Task to complete - Pick out and copy every line in the material below that contains the word "hijab". Case matters when matching.

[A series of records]
= = = = =

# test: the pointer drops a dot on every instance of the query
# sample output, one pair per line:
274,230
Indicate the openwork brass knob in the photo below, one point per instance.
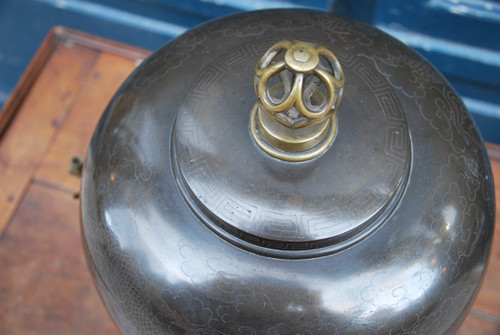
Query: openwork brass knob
299,85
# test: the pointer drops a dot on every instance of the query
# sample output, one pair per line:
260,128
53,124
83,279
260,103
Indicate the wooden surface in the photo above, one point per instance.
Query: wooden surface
45,287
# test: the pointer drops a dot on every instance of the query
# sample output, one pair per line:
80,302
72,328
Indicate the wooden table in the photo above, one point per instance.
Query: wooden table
45,287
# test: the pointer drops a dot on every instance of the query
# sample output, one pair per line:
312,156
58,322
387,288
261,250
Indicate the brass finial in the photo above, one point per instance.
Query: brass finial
299,86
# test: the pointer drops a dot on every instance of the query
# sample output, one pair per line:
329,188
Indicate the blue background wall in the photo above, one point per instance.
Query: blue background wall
460,37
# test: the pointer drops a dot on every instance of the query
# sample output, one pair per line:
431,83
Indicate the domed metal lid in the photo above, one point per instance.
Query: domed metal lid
292,145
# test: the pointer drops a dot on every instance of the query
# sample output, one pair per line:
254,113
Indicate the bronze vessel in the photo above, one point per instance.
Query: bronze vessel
287,172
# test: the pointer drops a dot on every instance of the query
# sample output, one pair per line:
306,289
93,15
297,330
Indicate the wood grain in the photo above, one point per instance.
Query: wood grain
45,287
74,136
39,117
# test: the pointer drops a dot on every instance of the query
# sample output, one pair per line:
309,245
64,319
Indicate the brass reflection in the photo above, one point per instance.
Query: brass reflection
299,85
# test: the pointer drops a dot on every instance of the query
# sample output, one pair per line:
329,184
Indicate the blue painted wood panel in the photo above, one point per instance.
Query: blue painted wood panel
460,37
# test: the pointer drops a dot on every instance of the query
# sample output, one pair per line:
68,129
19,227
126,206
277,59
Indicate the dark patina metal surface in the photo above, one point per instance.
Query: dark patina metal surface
190,228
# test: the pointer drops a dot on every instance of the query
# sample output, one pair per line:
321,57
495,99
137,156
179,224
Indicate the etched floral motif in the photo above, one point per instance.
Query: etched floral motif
454,216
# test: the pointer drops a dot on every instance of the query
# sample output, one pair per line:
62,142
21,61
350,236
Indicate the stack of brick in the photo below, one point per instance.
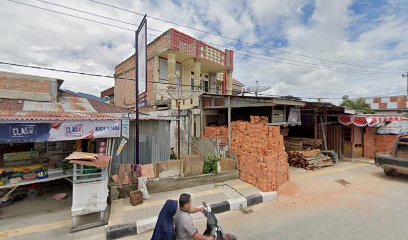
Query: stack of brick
376,143
261,153
214,132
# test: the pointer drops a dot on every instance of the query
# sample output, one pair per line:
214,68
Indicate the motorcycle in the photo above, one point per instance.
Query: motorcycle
213,229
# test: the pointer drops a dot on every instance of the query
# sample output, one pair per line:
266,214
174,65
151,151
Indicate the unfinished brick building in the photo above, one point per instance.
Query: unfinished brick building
260,152
175,60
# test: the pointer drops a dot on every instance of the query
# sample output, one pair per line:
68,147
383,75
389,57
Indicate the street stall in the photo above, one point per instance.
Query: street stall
34,152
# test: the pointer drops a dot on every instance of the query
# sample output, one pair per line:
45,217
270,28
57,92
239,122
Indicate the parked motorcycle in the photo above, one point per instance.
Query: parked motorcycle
213,229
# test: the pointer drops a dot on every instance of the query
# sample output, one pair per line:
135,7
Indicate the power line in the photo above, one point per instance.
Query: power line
69,15
235,39
320,67
87,74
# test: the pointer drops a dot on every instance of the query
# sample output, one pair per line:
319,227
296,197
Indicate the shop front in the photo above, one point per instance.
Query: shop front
32,153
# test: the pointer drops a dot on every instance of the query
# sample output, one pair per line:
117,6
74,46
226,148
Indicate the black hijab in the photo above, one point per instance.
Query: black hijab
164,229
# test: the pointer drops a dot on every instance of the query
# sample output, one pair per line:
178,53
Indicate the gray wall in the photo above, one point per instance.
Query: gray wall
154,144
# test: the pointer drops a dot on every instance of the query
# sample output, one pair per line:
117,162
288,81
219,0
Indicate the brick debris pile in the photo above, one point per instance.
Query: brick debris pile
310,159
261,153
216,132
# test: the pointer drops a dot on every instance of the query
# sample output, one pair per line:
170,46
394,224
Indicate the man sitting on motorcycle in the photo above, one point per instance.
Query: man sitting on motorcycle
185,229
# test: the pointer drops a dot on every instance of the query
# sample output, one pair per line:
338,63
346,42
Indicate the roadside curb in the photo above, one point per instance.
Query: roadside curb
141,226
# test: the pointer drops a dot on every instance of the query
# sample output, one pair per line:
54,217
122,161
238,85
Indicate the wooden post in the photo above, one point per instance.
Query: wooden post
316,134
229,123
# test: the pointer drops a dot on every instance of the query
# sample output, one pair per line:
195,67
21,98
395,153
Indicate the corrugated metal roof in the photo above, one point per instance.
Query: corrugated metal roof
64,104
388,103
67,108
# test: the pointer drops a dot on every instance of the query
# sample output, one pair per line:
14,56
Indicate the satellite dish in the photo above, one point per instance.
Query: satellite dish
255,89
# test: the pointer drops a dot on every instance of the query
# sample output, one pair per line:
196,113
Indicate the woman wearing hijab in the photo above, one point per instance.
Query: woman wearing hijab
164,229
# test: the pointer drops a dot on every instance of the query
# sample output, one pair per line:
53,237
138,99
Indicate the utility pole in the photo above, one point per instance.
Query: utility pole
406,75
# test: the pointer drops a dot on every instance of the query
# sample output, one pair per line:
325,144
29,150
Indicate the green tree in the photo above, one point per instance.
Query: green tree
359,105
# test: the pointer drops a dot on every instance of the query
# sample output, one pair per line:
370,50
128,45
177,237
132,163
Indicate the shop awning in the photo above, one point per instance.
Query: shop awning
368,120
62,131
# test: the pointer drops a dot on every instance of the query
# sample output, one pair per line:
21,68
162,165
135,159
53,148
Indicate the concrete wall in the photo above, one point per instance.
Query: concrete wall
28,87
185,129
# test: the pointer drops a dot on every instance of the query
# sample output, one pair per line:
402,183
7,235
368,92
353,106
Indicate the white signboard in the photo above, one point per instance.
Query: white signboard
125,128
141,56
85,130
121,146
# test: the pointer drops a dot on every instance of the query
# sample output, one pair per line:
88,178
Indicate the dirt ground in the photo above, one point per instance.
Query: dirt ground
352,200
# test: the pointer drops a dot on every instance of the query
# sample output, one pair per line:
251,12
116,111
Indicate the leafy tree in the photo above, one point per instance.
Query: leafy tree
359,105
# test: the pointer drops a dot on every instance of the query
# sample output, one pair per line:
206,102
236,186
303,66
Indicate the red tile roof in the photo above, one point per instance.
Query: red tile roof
108,92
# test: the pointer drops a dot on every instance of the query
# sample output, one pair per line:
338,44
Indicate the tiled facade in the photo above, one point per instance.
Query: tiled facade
201,66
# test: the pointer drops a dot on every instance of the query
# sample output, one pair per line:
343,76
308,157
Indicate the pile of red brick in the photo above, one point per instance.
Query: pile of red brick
261,153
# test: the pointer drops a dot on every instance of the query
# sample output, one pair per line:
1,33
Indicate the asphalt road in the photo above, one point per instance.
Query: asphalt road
347,201
366,205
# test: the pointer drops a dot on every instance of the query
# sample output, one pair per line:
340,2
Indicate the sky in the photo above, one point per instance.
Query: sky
310,49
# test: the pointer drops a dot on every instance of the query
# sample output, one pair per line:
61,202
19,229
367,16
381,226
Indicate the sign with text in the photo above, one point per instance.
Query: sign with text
125,128
85,130
141,38
24,132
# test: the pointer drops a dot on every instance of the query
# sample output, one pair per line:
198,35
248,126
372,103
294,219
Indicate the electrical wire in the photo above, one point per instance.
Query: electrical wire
320,67
235,39
132,79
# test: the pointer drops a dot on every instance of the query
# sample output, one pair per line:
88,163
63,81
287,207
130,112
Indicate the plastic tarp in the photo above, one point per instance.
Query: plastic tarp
369,121
395,128
89,197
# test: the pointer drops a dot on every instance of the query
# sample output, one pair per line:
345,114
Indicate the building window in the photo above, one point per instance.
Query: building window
204,86
179,82
163,70
164,76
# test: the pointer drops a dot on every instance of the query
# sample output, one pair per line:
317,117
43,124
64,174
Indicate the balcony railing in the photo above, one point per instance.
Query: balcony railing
183,43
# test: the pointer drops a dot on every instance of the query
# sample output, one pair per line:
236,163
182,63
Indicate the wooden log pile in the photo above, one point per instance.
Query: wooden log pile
310,160
299,144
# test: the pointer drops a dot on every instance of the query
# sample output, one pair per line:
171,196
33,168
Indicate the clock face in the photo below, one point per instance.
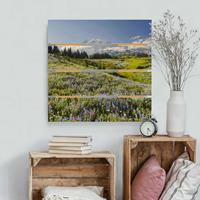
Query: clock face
147,128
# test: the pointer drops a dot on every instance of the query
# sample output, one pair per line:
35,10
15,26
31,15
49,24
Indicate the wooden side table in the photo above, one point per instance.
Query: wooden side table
138,149
95,169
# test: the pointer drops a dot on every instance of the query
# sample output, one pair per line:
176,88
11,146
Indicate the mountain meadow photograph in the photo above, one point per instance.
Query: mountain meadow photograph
99,70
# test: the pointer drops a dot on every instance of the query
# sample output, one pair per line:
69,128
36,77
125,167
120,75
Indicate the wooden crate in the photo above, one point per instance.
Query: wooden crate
138,149
96,169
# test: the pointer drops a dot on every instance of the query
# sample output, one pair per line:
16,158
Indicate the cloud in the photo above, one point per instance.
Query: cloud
140,39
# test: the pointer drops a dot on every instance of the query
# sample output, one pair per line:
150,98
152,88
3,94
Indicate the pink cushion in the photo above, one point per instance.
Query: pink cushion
149,182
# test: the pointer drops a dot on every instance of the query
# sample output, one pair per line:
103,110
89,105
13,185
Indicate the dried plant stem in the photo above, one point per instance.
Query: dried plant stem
175,49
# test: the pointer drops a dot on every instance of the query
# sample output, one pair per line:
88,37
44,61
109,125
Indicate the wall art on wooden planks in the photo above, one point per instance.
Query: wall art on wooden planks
99,70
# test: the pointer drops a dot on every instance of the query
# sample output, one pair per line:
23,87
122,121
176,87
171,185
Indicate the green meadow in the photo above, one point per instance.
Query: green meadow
104,89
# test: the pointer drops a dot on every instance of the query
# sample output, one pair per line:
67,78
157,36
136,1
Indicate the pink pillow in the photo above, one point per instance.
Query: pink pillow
149,182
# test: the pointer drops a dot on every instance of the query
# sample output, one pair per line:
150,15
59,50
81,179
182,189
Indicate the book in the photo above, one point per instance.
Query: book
72,139
69,152
71,148
67,144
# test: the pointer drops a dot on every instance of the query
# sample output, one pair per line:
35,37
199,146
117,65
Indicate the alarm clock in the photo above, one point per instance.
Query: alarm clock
148,127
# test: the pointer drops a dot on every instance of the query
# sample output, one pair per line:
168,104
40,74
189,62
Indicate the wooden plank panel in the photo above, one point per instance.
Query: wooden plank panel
40,183
134,162
95,170
155,149
167,155
143,150
70,161
36,195
179,148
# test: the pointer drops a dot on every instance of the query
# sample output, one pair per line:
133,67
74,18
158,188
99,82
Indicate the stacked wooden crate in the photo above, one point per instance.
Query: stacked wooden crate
137,150
96,169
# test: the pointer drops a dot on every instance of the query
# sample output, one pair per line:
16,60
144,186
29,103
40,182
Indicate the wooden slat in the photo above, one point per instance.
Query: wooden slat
167,154
37,194
143,150
40,183
105,154
166,149
70,161
159,138
91,171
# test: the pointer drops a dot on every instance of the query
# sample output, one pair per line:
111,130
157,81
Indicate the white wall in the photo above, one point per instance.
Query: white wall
23,82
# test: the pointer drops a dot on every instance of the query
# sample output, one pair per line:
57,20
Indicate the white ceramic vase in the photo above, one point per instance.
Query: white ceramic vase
176,114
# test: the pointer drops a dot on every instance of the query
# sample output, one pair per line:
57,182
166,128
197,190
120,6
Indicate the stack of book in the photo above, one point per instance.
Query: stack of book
70,145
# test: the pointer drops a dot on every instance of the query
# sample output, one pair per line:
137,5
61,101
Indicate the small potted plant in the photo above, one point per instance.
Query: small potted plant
175,48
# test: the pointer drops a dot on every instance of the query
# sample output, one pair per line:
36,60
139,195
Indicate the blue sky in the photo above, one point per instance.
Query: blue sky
115,31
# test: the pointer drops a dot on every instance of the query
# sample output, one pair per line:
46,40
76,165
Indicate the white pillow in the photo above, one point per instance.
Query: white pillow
183,180
73,193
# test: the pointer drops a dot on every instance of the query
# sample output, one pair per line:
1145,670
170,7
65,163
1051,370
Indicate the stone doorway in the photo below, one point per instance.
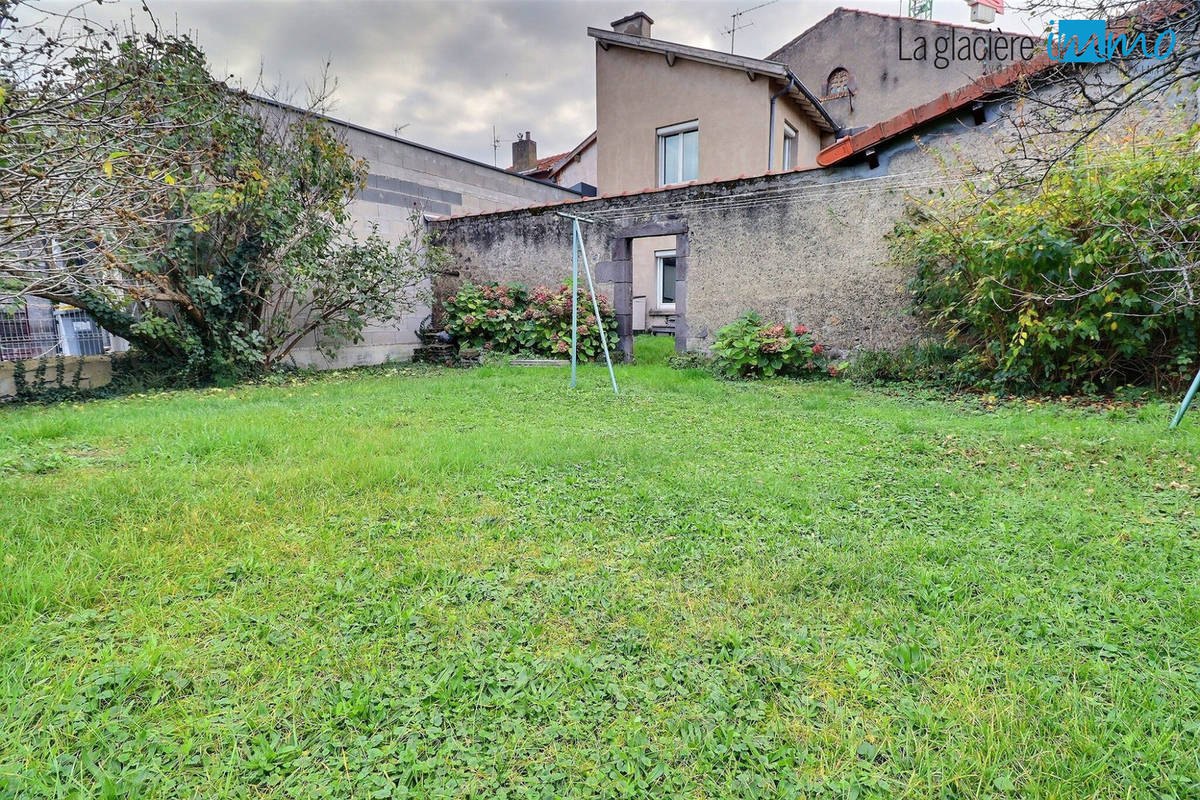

= = = = =

Solution -
Indicate the black hijab in the photo above, one point per instance.
Query: black hijab
Indicate the woman wearing hijab in the photo above, one point per instance.
Query: woman wearing hijab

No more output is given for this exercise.